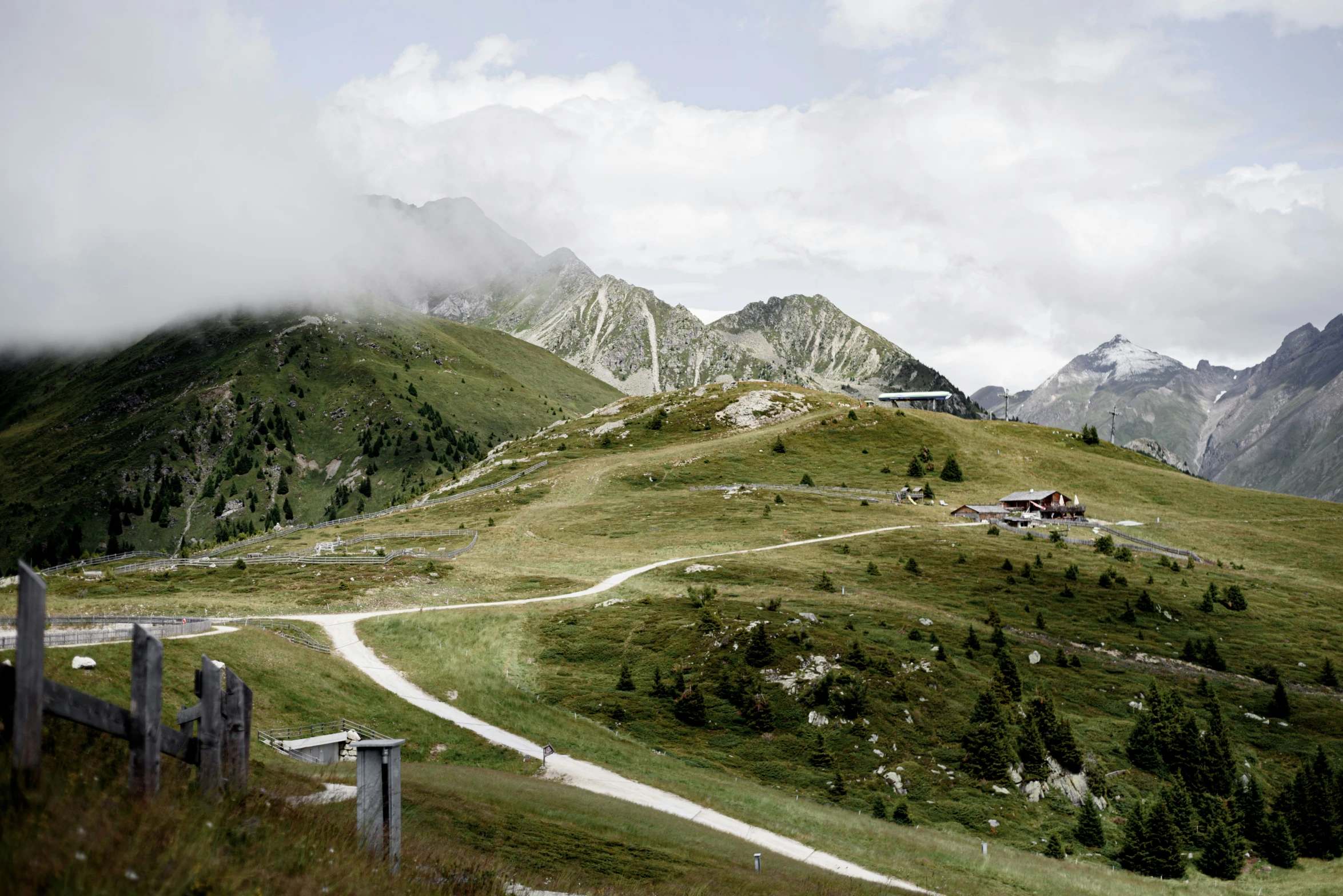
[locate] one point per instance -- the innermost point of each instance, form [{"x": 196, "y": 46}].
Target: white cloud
[
  {"x": 1036, "y": 204},
  {"x": 884, "y": 23}
]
● ● ● ●
**Assigned task**
Above are the records; return them exactly, minus the pictures.

**Output for this exercise**
[locate] one point per instance -- the innermost point of each instance, form [{"x": 196, "y": 46}].
Target: white cloud
[
  {"x": 1036, "y": 204},
  {"x": 884, "y": 23}
]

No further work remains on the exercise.